Starting with the line that contains "TARGET: table lamp" and going on through the final line of the records, could you write those lines out again, substituting "cabinet door" for "door panel" and changing nothing else?

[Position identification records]
>>
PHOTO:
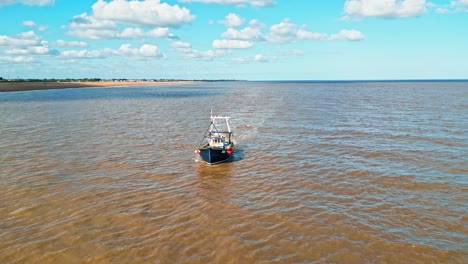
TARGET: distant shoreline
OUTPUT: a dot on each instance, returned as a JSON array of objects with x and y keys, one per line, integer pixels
[{"x": 45, "y": 85}]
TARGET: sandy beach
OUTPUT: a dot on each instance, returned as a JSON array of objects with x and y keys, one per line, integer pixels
[{"x": 28, "y": 86}]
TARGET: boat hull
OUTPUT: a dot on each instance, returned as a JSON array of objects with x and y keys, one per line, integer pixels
[{"x": 214, "y": 156}]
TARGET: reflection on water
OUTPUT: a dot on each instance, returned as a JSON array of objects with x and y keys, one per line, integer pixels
[{"x": 348, "y": 172}]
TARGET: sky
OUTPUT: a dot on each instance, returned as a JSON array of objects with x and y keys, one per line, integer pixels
[{"x": 234, "y": 39}]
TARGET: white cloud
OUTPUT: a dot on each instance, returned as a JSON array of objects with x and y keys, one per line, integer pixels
[
  {"x": 27, "y": 2},
  {"x": 251, "y": 32},
  {"x": 28, "y": 23},
  {"x": 146, "y": 50},
  {"x": 234, "y": 2},
  {"x": 28, "y": 38},
  {"x": 385, "y": 9},
  {"x": 187, "y": 52},
  {"x": 31, "y": 50},
  {"x": 182, "y": 47},
  {"x": 255, "y": 58},
  {"x": 204, "y": 55},
  {"x": 286, "y": 32},
  {"x": 143, "y": 13},
  {"x": 18, "y": 59},
  {"x": 290, "y": 53},
  {"x": 460, "y": 5},
  {"x": 125, "y": 50},
  {"x": 85, "y": 26},
  {"x": 85, "y": 54},
  {"x": 231, "y": 44},
  {"x": 233, "y": 20},
  {"x": 63, "y": 43},
  {"x": 353, "y": 35}
]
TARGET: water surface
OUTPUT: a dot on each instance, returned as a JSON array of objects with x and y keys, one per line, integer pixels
[{"x": 336, "y": 172}]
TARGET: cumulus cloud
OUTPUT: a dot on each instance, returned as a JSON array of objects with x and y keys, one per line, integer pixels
[
  {"x": 85, "y": 54},
  {"x": 234, "y": 2},
  {"x": 28, "y": 23},
  {"x": 232, "y": 20},
  {"x": 145, "y": 51},
  {"x": 353, "y": 35},
  {"x": 23, "y": 46},
  {"x": 460, "y": 5},
  {"x": 85, "y": 26},
  {"x": 63, "y": 43},
  {"x": 231, "y": 44},
  {"x": 18, "y": 59},
  {"x": 255, "y": 58},
  {"x": 286, "y": 32},
  {"x": 126, "y": 50},
  {"x": 27, "y": 2},
  {"x": 142, "y": 13},
  {"x": 187, "y": 52},
  {"x": 252, "y": 32},
  {"x": 28, "y": 38},
  {"x": 385, "y": 9}
]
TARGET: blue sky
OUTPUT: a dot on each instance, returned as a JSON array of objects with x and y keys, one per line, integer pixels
[{"x": 234, "y": 39}]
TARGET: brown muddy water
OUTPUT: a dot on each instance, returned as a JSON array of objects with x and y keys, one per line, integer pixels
[{"x": 333, "y": 172}]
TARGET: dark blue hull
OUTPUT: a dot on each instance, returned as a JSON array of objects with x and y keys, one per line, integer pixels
[{"x": 214, "y": 156}]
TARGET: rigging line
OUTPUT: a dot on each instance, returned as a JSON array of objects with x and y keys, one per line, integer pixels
[{"x": 205, "y": 134}]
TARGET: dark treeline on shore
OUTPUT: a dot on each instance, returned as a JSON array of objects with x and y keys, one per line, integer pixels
[{"x": 107, "y": 80}]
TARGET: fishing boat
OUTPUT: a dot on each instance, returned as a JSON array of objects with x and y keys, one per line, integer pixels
[{"x": 217, "y": 143}]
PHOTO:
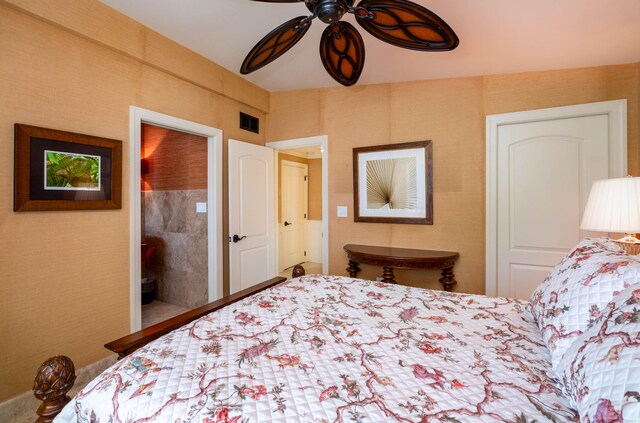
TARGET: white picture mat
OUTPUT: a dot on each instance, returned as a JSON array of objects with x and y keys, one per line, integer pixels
[{"x": 419, "y": 155}]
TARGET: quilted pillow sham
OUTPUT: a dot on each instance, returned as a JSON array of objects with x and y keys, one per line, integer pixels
[
  {"x": 600, "y": 372},
  {"x": 572, "y": 297}
]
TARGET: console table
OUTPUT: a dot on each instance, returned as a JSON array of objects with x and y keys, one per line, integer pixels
[{"x": 402, "y": 258}]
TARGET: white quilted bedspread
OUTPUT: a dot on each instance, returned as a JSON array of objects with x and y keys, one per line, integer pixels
[{"x": 334, "y": 349}]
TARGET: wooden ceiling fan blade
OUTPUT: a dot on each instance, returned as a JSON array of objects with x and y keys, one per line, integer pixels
[
  {"x": 275, "y": 44},
  {"x": 342, "y": 52},
  {"x": 406, "y": 24}
]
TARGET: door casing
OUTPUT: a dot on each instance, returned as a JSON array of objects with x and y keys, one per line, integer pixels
[
  {"x": 138, "y": 116},
  {"x": 617, "y": 115}
]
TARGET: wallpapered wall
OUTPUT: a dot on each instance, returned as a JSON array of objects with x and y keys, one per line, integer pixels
[
  {"x": 64, "y": 276},
  {"x": 451, "y": 113}
]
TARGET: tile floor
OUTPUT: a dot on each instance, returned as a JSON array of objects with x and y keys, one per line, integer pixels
[
  {"x": 157, "y": 311},
  {"x": 310, "y": 268}
]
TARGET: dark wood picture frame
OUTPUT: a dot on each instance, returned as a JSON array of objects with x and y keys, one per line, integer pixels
[
  {"x": 426, "y": 215},
  {"x": 31, "y": 144}
]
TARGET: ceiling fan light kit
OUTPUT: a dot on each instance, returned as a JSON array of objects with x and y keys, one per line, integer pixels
[{"x": 401, "y": 23}]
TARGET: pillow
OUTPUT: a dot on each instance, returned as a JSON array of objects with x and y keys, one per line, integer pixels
[
  {"x": 601, "y": 370},
  {"x": 573, "y": 295}
]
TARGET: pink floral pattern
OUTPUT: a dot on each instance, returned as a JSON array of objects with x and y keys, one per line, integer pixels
[
  {"x": 571, "y": 298},
  {"x": 601, "y": 370},
  {"x": 334, "y": 349}
]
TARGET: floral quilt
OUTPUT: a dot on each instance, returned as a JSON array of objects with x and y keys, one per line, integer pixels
[{"x": 334, "y": 349}]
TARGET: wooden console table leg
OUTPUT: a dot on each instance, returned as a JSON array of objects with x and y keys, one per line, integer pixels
[
  {"x": 388, "y": 276},
  {"x": 353, "y": 268},
  {"x": 448, "y": 280}
]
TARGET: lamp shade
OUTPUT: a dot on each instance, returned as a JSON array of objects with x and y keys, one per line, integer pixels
[{"x": 613, "y": 206}]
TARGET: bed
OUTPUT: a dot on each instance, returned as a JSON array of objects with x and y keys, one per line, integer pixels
[{"x": 335, "y": 349}]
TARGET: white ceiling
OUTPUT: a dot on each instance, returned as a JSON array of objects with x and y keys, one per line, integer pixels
[{"x": 496, "y": 36}]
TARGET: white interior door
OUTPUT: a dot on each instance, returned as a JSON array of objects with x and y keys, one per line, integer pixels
[
  {"x": 293, "y": 202},
  {"x": 252, "y": 256},
  {"x": 544, "y": 173}
]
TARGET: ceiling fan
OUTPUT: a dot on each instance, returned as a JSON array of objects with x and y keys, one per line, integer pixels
[{"x": 398, "y": 22}]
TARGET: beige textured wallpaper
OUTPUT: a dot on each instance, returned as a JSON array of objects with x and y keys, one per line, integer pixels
[
  {"x": 64, "y": 276},
  {"x": 451, "y": 113}
]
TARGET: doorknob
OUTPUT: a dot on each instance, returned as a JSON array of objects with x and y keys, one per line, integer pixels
[{"x": 237, "y": 238}]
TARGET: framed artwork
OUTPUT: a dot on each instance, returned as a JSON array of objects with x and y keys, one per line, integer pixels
[
  {"x": 393, "y": 183},
  {"x": 57, "y": 170}
]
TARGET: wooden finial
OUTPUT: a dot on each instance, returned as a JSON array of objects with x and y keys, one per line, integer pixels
[{"x": 53, "y": 380}]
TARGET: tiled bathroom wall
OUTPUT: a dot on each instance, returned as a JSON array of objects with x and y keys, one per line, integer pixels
[
  {"x": 174, "y": 180},
  {"x": 179, "y": 234}
]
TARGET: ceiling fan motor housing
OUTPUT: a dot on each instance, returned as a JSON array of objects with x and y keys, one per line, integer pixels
[{"x": 331, "y": 11}]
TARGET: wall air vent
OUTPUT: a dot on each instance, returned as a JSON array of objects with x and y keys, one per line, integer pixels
[{"x": 249, "y": 123}]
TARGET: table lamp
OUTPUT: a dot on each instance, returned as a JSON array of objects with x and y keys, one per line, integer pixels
[{"x": 614, "y": 206}]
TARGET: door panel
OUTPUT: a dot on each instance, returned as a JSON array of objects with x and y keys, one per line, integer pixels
[
  {"x": 251, "y": 215},
  {"x": 545, "y": 171}
]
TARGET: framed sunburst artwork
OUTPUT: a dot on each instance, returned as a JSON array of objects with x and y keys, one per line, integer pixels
[{"x": 393, "y": 183}]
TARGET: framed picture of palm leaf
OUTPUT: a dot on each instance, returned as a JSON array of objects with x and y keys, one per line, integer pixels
[
  {"x": 393, "y": 183},
  {"x": 58, "y": 170}
]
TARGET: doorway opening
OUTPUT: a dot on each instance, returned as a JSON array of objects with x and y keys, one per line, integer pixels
<<
■ **Correct answer**
TARGET: table lamp
OUTPUT: a dot on each instance, returned as a JSON array of objects with x and y keys, one per line, integer pixels
[{"x": 614, "y": 206}]
TARGET: cabinet door
OUTPUT: a dot on each instance, returned as a JSON array of objects with x and y keys, one per line, integer pixels
[
  {"x": 251, "y": 215},
  {"x": 545, "y": 171}
]
TARGET: framed sunburst artwork
OUTPUT: a dot on each instance, returned as a JSON array of objects with x and y keys, one per line, integer pixels
[{"x": 393, "y": 183}]
TARGET: framed picture of palm leaf
OUTPUT: a dot on each instance, returned as a JSON array of objects with x and y keys, one per line, integer pixels
[
  {"x": 393, "y": 183},
  {"x": 58, "y": 170}
]
TARGET: doorway opening
OUTPUT: a dot on each instance, returned as a JSON array of objects with x and y keys, one per line, integer pixels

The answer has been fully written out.